**DESCRIPTION OF THE TASK**
Restate all of the data exactly.
PROVIDED MATERIAL Start Marker
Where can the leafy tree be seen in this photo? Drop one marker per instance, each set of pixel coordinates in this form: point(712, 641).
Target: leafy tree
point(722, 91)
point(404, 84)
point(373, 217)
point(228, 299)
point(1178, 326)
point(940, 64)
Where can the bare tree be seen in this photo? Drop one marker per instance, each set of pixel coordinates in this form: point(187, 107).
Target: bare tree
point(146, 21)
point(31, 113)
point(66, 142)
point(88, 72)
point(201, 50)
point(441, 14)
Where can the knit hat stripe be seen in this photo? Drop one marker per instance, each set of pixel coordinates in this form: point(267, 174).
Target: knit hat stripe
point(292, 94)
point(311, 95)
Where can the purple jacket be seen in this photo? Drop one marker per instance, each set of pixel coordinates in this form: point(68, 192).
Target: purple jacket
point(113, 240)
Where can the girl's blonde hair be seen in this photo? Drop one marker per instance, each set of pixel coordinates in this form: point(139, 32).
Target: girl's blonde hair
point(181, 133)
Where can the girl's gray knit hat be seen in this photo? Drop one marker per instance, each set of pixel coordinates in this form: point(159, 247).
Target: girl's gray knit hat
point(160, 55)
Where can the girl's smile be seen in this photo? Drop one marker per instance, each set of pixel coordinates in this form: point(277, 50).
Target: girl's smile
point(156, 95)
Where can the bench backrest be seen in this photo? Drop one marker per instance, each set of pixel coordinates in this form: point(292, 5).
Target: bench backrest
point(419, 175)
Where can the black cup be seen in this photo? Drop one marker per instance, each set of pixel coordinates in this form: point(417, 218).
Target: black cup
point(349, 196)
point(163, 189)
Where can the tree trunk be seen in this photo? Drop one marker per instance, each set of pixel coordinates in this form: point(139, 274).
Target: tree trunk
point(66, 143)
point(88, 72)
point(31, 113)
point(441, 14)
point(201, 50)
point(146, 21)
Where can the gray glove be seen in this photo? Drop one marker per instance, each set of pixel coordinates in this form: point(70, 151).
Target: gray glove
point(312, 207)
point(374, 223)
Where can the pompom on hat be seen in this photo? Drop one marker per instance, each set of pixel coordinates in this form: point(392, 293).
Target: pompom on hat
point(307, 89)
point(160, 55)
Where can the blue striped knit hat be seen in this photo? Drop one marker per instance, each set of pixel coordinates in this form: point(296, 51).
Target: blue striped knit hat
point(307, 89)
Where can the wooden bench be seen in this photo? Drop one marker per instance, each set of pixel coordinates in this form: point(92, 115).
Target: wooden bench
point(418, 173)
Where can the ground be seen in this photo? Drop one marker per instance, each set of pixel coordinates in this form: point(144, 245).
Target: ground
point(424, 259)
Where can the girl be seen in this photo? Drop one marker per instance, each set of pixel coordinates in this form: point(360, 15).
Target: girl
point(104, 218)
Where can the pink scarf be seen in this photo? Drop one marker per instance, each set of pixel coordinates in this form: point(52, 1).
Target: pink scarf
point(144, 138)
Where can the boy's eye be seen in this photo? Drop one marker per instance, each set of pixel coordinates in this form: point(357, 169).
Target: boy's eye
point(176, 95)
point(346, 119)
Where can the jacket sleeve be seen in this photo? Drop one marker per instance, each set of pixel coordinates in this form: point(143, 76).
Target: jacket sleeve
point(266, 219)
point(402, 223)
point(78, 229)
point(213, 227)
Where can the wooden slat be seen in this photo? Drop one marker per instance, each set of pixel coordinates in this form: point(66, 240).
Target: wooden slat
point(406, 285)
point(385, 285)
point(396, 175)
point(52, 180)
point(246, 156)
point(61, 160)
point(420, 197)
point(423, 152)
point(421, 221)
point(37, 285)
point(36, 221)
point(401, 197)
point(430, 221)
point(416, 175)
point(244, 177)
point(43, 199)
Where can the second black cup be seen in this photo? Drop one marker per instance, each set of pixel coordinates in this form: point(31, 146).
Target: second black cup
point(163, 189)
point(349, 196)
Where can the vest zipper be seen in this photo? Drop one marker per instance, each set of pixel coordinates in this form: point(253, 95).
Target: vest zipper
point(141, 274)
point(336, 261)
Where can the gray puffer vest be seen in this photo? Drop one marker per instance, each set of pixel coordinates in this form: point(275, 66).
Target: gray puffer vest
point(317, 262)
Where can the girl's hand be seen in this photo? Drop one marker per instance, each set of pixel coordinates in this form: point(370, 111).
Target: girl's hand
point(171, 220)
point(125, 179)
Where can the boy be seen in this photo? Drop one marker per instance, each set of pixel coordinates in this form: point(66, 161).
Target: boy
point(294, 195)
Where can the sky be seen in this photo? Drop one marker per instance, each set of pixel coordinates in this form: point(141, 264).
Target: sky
PROVIDED MATERIAL End Marker
**OUTPUT BELOW**
Where can the leafy tree be seen in this photo? Drop one marker per instance, each set of pixel coordinates in this form: point(712, 641).
Target: leafy tree
point(722, 91)
point(404, 84)
point(373, 217)
point(228, 299)
point(1178, 326)
point(940, 64)
Where can the bare tree be seen in this photo? Drop one marker per instance, each set of pixel coordinates in this form: point(187, 107).
Target: bare tree
point(146, 21)
point(31, 113)
point(66, 142)
point(88, 72)
point(201, 50)
point(441, 14)
Where can the knit hat stripe be seen in this photo? Drop one marker per instance, each set of pixel coordinates in this form: point(267, 174).
Target: knit hat stripe
point(292, 94)
point(311, 95)
Where can the purple jacket be seen in this photo? Drop one marker per instance, each set of pixel coordinates in this form: point(68, 192).
Target: purple jacket
point(113, 240)
Where can the girl's blonde hair be seen in this photo? Drop one marker per instance, each set of pixel coordinates in this form: point(139, 32).
Target: girl's blonde hair
point(181, 133)
Where can the girl's gray knit hat be seen in this photo? Drop one marker per instance, each set of pixel coordinates in this form: point(159, 247).
Target: girl's gray knit hat
point(160, 55)
Where can the girl's smile be seen in this photo? Drop one marker per instance, each set of pixel coordinates in this form: point(277, 50).
Target: girl's smile
point(156, 95)
Where can the bench backrest be seen in this photo? Drop one marker per instance, each set of pixel coordinates in this form: point(292, 5).
Target: bench backrest
point(419, 175)
Where can the black cup be seen in this photo? Drop one marker per instance, each set of pixel coordinates in this form: point(417, 218).
Target: black cup
point(349, 196)
point(163, 189)
Where can the tree trunk be seen in this photo? Drop one marker per instance, each set of pixel coordinates in this form: point(139, 274).
Target: tree trunk
point(66, 143)
point(88, 72)
point(31, 113)
point(441, 14)
point(201, 50)
point(146, 21)
Where can the gray glove be seen in this photo? Drop one marker per instance, each set of pixel coordinates in this form: point(70, 151).
Target: gray glove
point(312, 207)
point(374, 223)
Where can the pompom on hat be seen in this photo? Drop one marker per instance, each set of pixel coordinates in this form: point(392, 293).
Target: pompom on hat
point(307, 89)
point(160, 55)
Where can the blue striped knit hat be seen in this photo? Drop one marker per instance, each set of pixel coordinates in this form: point(296, 51).
Target: blue striped knit hat
point(307, 89)
Where can the wooden bench be seen in this photo? Drop one marker per instance, each set of pixel coordinates in this form: point(92, 115).
Target: wooden bench
point(418, 173)
Where can the ground be seen in this photo? Drop one marker per instance, each set of pixel coordinates in this form: point(144, 245).
Target: ground
point(424, 259)
Where can the girl be seen in this photo? Drop one marker per instance, each set of pixel coordinates in this form: point(360, 15).
Target: girl
point(104, 218)
Where can the pink scarf be seen in this photo? Drop one marker per instance, each set of pixel coordinates in this form: point(52, 1).
Target: pink scarf
point(144, 138)
Where can the boy's eye be seen in this photo? Drop one marker per instance, each set of pixel coordinates in this form: point(357, 169).
Target: boy's eye
point(176, 95)
point(346, 119)
Where can the jacket sleeve be seen in this photo? Drop one marker per instance, each set of pixel coordinates in this form: point(143, 76).
Target: jacket sleeve
point(266, 219)
point(402, 223)
point(78, 229)
point(213, 227)
Where can the wooden slat be seen in this photo? Drop one marker per instance, each set of pixel coordinates in this form: point(66, 240).
Target: wooden slat
point(406, 285)
point(385, 285)
point(396, 175)
point(52, 180)
point(246, 156)
point(61, 160)
point(420, 197)
point(423, 152)
point(421, 221)
point(37, 285)
point(36, 221)
point(401, 197)
point(430, 221)
point(416, 175)
point(244, 177)
point(43, 199)
Where can the second black cup be seen in this photo? Drop one marker per instance, each set of pixel coordinates in this form: point(31, 146).
Target: second black cup
point(163, 189)
point(349, 196)
Where can the vest zipper be seen in this photo? Drop one marker per instance, each set of pixel coordinates in this form: point(253, 95).
Target: vest zipper
point(141, 274)
point(336, 261)
Where can the gray puffer vest be seen in this photo? Drop one marker per instance, each set of pixel coordinates in this form: point(275, 66).
Target: gray puffer vest
point(317, 262)
Where can the girl's hand be seen in this photo? Drop one marker per instance, each set of pixel coordinates in this form: point(370, 111).
Target: girl's hand
point(171, 220)
point(125, 179)
Where can the boy be seen in this photo? Drop one marker per instance, each set of pixel coordinates in this form: point(66, 161).
Target: boy
point(294, 195)
Where can the sky be seen in this photo? Drop one marker per instance, each set of pixel coordinates in this form: point(141, 264).
Target: sky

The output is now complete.